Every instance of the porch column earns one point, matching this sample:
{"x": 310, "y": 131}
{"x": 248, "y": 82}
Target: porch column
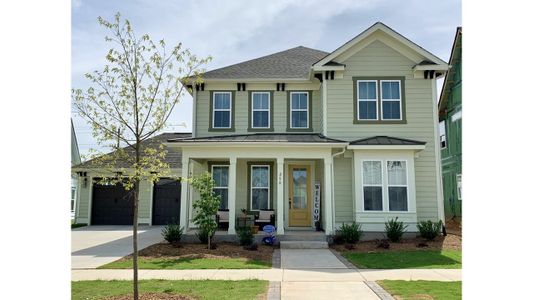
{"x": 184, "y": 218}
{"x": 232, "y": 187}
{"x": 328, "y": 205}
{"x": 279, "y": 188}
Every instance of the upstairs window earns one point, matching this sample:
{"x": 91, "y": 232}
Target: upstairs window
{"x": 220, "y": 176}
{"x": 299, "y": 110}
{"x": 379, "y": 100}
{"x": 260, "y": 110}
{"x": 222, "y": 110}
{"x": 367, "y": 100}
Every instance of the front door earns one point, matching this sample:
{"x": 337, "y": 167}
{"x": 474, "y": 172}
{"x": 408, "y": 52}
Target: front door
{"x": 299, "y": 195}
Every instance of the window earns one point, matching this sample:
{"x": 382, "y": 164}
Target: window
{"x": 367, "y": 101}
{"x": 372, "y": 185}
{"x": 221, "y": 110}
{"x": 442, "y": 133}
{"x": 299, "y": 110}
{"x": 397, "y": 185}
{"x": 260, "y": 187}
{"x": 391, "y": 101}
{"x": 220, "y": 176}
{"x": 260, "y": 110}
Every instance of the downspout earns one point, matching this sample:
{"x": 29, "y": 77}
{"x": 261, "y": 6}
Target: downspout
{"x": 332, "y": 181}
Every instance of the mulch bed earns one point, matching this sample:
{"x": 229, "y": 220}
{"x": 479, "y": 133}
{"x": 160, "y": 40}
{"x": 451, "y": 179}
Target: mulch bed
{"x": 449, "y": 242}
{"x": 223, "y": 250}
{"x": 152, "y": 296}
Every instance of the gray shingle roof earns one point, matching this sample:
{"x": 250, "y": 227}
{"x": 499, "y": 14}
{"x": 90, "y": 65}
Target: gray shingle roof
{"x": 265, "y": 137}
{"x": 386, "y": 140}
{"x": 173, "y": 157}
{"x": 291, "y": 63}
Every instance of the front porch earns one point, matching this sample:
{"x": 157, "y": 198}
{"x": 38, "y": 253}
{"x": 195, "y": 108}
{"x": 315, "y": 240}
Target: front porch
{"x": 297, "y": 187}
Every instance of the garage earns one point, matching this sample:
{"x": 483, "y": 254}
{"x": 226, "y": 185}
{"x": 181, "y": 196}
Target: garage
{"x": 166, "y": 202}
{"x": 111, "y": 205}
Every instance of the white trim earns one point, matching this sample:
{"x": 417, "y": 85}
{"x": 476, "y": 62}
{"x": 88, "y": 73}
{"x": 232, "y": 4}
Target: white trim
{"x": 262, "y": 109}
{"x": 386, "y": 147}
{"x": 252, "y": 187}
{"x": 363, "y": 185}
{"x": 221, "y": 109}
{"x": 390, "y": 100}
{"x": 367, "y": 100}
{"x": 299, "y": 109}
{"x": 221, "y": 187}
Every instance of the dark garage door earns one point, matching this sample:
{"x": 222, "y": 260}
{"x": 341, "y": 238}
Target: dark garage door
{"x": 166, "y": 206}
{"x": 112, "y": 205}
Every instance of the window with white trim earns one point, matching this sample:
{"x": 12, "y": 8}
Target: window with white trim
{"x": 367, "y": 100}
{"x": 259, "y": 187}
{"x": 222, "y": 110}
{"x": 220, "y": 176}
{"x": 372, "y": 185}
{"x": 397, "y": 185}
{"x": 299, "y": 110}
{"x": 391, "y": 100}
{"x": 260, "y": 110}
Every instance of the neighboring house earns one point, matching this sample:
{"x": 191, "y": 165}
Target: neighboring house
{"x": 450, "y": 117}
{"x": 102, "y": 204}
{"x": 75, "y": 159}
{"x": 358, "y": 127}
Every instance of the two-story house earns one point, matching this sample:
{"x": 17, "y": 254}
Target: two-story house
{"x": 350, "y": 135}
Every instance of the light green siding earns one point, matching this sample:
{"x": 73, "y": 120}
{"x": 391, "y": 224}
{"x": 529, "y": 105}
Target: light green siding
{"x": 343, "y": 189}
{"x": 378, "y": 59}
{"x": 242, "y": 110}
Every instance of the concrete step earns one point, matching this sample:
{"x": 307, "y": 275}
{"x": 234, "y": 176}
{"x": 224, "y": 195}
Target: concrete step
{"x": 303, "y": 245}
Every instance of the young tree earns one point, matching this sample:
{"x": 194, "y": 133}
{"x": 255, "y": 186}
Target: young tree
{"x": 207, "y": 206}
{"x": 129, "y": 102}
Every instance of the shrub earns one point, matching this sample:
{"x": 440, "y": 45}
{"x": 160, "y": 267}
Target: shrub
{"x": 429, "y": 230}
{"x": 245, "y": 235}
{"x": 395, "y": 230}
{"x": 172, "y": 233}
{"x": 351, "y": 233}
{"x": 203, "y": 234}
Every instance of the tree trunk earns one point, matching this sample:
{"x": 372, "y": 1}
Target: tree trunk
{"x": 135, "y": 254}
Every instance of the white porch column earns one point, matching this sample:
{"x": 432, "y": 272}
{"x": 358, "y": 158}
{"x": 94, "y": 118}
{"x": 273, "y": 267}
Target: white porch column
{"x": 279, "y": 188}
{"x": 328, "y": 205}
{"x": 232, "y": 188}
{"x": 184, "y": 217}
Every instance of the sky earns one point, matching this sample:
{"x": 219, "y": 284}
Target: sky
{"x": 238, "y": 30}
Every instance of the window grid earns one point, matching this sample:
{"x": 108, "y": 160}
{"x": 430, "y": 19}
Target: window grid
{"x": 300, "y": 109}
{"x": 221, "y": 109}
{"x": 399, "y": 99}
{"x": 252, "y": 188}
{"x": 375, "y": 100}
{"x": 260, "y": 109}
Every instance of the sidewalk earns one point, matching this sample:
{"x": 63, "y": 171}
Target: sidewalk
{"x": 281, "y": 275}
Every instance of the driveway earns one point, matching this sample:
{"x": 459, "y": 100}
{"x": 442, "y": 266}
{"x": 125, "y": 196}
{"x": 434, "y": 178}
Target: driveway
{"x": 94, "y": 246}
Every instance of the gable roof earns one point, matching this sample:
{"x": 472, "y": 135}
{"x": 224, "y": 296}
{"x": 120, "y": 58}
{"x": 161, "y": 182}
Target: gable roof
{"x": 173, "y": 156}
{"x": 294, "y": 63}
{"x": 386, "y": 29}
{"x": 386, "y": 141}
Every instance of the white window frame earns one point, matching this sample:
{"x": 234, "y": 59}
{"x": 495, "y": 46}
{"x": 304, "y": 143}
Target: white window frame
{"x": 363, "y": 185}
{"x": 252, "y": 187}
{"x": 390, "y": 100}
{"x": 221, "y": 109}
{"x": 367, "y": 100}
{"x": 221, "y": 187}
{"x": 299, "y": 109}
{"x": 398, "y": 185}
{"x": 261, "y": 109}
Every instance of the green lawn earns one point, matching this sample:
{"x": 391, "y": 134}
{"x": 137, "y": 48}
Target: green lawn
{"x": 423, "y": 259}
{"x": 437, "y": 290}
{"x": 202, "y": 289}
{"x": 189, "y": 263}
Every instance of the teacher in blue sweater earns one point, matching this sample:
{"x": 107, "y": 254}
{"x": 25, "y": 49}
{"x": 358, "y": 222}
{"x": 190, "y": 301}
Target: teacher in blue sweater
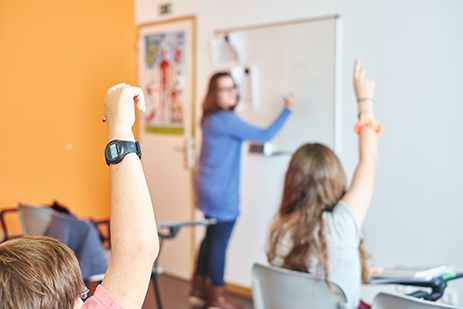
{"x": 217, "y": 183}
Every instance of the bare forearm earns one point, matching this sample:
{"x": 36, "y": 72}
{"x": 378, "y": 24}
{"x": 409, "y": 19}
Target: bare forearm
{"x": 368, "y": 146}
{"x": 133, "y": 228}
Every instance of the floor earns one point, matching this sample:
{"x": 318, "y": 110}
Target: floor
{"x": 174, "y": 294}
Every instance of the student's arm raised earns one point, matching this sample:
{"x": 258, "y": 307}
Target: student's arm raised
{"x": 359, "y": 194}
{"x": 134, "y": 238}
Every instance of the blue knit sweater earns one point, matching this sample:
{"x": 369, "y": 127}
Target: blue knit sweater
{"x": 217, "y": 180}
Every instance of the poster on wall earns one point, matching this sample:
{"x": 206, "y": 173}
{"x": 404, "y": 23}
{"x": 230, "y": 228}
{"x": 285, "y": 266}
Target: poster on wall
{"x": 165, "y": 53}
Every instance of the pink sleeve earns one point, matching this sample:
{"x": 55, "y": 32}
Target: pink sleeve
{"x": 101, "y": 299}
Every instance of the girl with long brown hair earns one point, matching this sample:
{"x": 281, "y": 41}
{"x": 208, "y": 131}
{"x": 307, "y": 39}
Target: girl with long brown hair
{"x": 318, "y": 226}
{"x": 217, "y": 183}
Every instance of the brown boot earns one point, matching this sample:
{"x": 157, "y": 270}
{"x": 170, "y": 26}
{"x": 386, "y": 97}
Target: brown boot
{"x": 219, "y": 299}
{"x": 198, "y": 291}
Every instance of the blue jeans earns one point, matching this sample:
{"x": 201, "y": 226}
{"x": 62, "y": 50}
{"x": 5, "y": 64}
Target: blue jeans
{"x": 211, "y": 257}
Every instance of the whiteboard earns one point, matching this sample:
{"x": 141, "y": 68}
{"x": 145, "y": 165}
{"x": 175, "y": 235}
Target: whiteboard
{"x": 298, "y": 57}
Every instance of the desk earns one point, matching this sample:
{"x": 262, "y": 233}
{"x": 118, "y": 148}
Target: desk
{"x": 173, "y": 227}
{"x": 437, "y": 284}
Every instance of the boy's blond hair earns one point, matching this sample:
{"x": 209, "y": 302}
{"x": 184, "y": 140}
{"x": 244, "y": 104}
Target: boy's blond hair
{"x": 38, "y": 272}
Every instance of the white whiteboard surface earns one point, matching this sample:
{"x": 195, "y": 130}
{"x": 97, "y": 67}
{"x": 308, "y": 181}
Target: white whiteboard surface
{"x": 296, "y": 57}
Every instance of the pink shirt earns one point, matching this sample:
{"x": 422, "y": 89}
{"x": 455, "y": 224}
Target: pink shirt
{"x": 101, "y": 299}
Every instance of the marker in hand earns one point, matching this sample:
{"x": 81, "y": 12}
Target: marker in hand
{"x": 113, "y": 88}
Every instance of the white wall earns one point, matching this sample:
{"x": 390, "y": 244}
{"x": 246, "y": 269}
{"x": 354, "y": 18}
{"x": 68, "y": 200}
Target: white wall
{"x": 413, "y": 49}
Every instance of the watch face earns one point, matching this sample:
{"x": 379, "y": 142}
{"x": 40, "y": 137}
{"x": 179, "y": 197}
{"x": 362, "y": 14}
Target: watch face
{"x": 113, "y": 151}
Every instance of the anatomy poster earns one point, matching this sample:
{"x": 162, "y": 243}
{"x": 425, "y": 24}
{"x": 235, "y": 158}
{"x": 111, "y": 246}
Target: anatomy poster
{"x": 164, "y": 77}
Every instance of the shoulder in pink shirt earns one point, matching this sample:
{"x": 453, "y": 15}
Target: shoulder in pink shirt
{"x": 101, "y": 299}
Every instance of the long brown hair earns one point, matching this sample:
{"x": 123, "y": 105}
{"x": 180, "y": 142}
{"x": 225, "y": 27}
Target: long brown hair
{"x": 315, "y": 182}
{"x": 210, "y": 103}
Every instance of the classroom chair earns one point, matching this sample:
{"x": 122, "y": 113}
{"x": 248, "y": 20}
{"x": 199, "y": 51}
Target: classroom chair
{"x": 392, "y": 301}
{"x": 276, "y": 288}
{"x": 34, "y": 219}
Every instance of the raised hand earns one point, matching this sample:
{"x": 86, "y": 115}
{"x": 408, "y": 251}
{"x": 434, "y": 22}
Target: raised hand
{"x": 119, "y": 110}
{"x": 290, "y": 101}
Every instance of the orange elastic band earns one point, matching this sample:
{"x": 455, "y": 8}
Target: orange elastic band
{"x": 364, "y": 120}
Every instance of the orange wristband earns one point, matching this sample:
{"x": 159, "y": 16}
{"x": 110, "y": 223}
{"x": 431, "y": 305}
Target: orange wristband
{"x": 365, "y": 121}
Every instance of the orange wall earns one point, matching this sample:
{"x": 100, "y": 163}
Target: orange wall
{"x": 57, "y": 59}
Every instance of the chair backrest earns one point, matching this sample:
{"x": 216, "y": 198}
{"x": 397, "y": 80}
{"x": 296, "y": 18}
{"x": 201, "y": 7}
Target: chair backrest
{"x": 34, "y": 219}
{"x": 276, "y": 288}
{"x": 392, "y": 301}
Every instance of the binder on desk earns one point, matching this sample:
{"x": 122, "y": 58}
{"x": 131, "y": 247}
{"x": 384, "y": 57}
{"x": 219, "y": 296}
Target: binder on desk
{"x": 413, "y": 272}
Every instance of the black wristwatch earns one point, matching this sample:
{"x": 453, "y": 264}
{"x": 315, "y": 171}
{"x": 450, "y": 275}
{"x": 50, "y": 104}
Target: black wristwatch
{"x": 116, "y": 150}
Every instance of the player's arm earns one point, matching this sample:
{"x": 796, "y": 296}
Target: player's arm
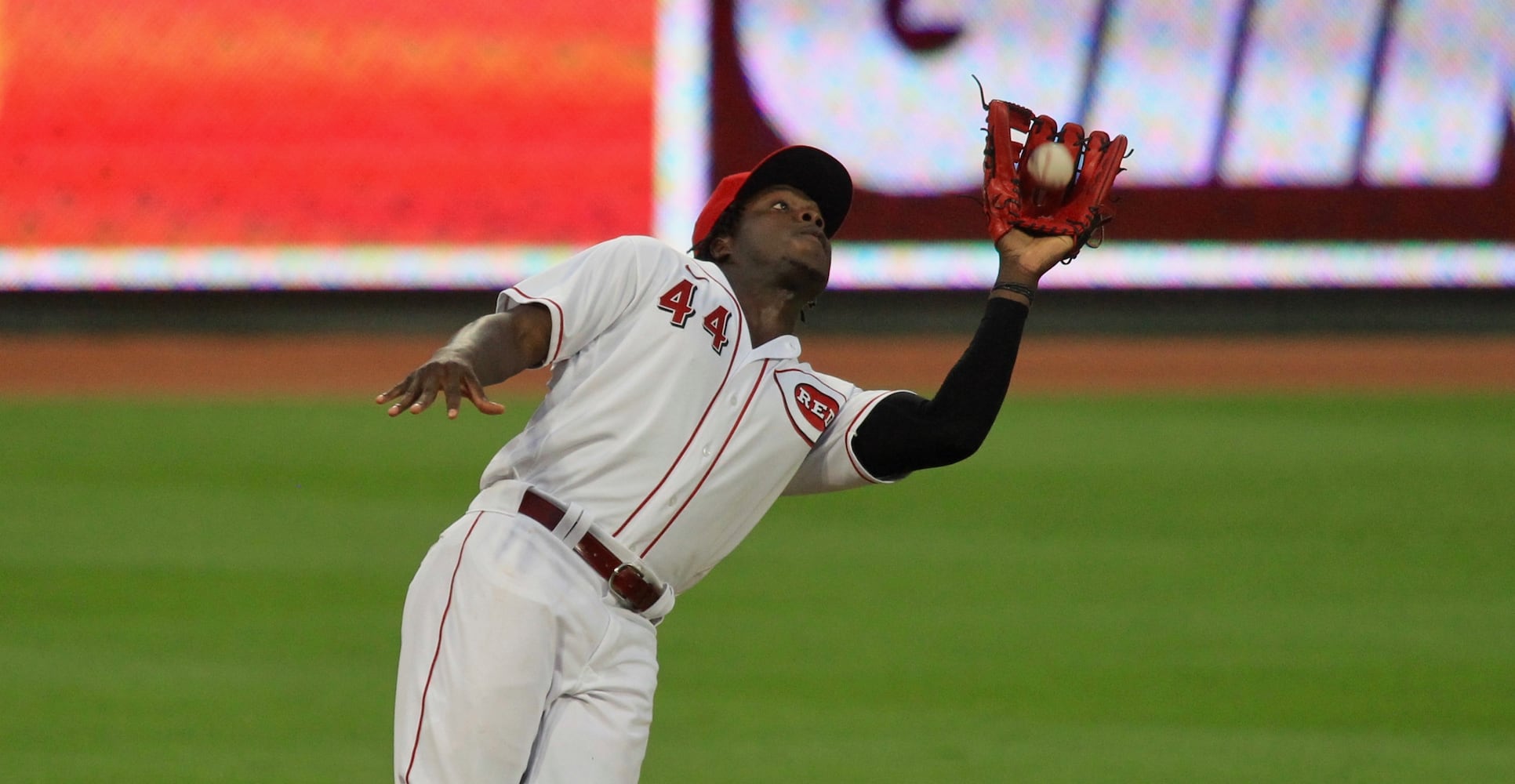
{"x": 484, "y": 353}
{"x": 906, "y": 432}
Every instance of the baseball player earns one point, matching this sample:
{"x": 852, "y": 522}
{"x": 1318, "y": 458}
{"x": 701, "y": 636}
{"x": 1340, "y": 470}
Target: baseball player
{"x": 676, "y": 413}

══════

Take only the line containing "Every instance of the black" and every line after it to the end of the entries, and copy them exactly, pictures excluded.

Every instance of the black wristwatch earns one point, matching this sample:
{"x": 453, "y": 264}
{"x": 315, "y": 171}
{"x": 450, "y": 275}
{"x": 50, "y": 104}
Target: black wristwatch
{"x": 116, "y": 150}
Every instance of the player's arm earns one point, matching this sample:
{"x": 796, "y": 296}
Target: player's arm
{"x": 484, "y": 353}
{"x": 906, "y": 432}
Every instance of the baseball player earns one point, matching this sample:
{"x": 852, "y": 522}
{"x": 1318, "y": 458}
{"x": 701, "y": 636}
{"x": 1340, "y": 470}
Target: baseball player
{"x": 676, "y": 413}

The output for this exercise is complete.